### INSTRUÇÕES DO EXERCÍCIO
Transcreva fielmente o trecho do texto sobre a pesquisa eleitoral entre "Segundo a AtlasIntel, 95,6%" e "o conteúdo divulgado.", inclusive.

### BLOCO DE TEXTO
────
A divulgação do áudio envolvendo o senador Flávio Bolsonaro (PL-RJ) e o banqueiro Daniel Vorcaro provocou impacto direto no cenário eleitoral para 2026, segundo pesquisa AtlasIntel/Bloomberg divulgada nesta terça-feira (19). O levantamento mostra queda nas intenções de voto do filho do ex-presidente Jair Bolsonaro e avanço do presidente Luiz Inácio Lula da Silva (PT), que agora aparece com vantagem consolidada tanto no primeiro quanto no segundo turno.
No cenário principal da disputa presidencial, Lula registra 47% das intenções de voto no primeiro turno, enquanto Flávio Bolsonaro aparece com 34,3%. Em comparação ao levantamento anterior, realizado em abril, o petista oscilou positivamente de 46,6% para 47%, enquanto o senador caiu de 39,7% para 34,3%, uma retração de 5,4 pontos percentuais.
A pesquisa sugere que parte do eleitorado de Flávio migrou para o grupo de indecisos, brancos e nulos, que cresceu significativamente no período analisado. O percentual passou de 4,7% para 9,3%.
Atrás dos dois principais nomes aparecem Renan Santos, com 6,9%, Romeu Zema, com 5,2%, e Ronaldo Caiado, com 2,7%. Augusto Cury e Aldo Rebelo ficaram abaixo de 1%.
Áudio envolvendo Daniel Vorcaro muda cenário eleitoral
A coleta de dados começou no mesmo dia em que veio a público o áudio divulgado pelo site The Intercept Brasil. Na gravação, Flávio Bolsonaro conversa com Daniel Vorcaro, ligado ao antigo Banco Master, sobre recursos destinados ao filme “Dark Horse”, produção relacionada à trajetória política de Jair Bolsonaro.
Segundo a AtlasIntel, 95,6% dos entrevistados afirmaram ter conhecimento do vazamento das conversas, enquanto 93,9% disseram ter ouvido o conteúdo divulgado.
O impacto político também apareceu de forma direta na percepção dos eleitores. Para 45,1% dos entrevistados, o episódio enfraqueceu muito a pré-candidatura de Flávio Bolsonaro.
Além disso, aumentou o número de pessoas que associam o escândalo envolvendo o Banco Master ao entorno político do ex-presidente Jair Bolsonaro. Em março, esse índice era de 28,3%. Agora, chegou a 43,3%.
Lula amplia vantagem sobre Flávio Bolsonaro no segundo turno
A mudança mais expressiva aparece na simulação de segundo turno entre Lula e Flávio Bolsonaro.
O presidente da República surge com 48,9% das intenções de voto, enquanto o senador do PL marca 41,8%. Na pesquisa anterior, os dois estavam tecnicamente empatados: Flávio tinha 47,8% e Lula aparecia com 47,5%.
O levantamento indica uma queda de seis pontos percentuais para Flávio Bolsonaro no segundo turno desde abril.
A AtlasIntel também simulou outros cenários de confronto direto. Contra Romeu Zema, Lula registra 47,8% contra 37,6%. Em uma disputa contra Ronaldo Caiado, o petista aparece com 47,5%, diante de 38,5% do governador de Goiás.
────
Registros contidos em um conjunto de dados
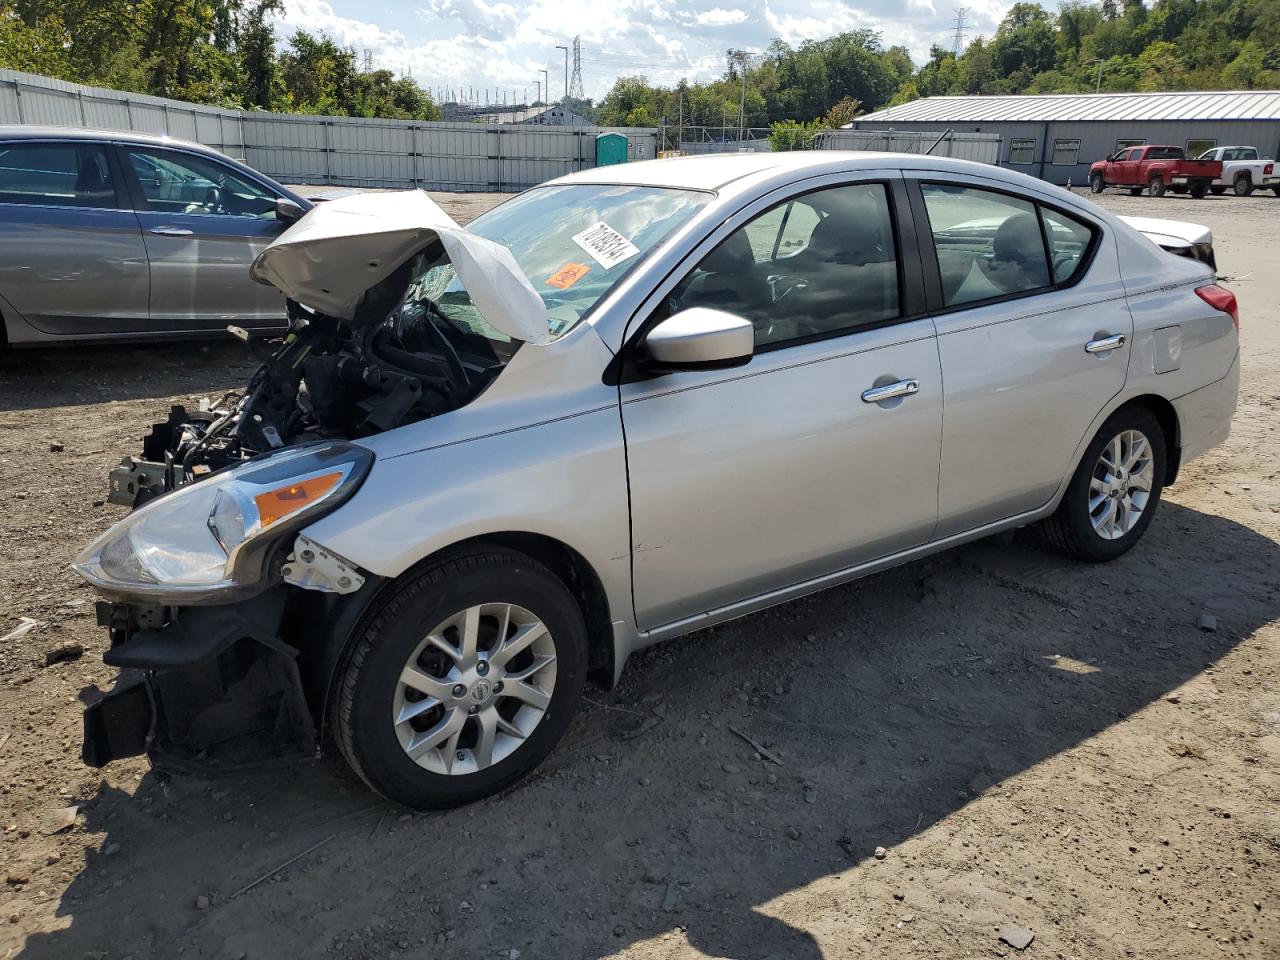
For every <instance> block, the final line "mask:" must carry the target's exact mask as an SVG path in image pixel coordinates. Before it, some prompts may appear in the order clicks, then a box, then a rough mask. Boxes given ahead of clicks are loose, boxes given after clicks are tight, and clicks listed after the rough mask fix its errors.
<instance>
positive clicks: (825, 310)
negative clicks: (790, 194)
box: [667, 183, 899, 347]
────
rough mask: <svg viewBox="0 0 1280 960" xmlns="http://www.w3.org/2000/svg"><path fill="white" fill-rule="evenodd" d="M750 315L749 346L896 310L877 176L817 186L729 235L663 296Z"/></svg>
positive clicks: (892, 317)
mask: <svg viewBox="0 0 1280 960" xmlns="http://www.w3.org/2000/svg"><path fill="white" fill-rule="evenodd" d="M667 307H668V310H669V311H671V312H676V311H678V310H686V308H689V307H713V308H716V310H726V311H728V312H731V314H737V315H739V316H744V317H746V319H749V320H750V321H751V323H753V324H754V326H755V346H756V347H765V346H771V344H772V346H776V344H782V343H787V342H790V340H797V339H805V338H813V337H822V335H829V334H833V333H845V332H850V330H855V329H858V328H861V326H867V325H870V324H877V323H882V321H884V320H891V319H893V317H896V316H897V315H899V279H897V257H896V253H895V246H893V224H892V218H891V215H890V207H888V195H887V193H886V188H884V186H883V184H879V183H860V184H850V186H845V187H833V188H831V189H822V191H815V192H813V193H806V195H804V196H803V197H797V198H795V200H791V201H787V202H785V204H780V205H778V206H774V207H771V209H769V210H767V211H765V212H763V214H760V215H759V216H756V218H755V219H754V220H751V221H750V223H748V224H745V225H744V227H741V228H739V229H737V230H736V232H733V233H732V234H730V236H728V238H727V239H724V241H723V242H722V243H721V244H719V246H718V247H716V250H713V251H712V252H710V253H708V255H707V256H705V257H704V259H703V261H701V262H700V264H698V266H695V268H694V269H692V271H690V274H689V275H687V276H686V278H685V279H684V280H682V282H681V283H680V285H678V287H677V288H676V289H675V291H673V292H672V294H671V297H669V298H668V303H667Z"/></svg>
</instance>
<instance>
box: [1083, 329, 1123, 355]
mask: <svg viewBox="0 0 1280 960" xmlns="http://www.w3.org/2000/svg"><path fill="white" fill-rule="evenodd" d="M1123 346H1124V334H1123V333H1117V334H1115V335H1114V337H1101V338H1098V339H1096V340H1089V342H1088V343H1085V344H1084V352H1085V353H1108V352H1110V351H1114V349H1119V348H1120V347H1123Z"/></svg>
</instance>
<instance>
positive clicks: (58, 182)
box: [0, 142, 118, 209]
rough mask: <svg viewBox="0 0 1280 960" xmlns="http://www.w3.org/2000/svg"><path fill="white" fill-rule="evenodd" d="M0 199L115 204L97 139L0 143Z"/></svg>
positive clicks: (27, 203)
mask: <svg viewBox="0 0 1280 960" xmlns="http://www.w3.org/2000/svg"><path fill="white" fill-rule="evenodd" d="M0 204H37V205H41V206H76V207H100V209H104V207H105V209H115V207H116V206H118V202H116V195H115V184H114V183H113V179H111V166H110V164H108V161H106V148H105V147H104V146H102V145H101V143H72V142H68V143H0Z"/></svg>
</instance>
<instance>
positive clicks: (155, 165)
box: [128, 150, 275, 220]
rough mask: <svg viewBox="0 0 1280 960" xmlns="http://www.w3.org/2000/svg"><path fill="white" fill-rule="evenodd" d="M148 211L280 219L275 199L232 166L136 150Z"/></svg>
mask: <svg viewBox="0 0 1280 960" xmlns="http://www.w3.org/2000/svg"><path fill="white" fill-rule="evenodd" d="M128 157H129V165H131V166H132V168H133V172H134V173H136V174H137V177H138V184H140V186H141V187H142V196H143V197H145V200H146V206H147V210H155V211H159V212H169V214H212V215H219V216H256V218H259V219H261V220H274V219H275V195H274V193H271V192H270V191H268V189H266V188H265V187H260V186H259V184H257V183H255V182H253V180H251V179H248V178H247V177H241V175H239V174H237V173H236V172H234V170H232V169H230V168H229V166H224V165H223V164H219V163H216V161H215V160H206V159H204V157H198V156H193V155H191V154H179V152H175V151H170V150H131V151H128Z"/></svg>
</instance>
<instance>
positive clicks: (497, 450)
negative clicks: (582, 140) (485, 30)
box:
────
### SUA RESOLUÇÃO
Segundo a AtlasIntel, 95,6% dos entrevistados afirmaram ter conhecimento do vazamento das conversas, enquanto 93,9% disseram ter ouvido o conteúdo divulgado.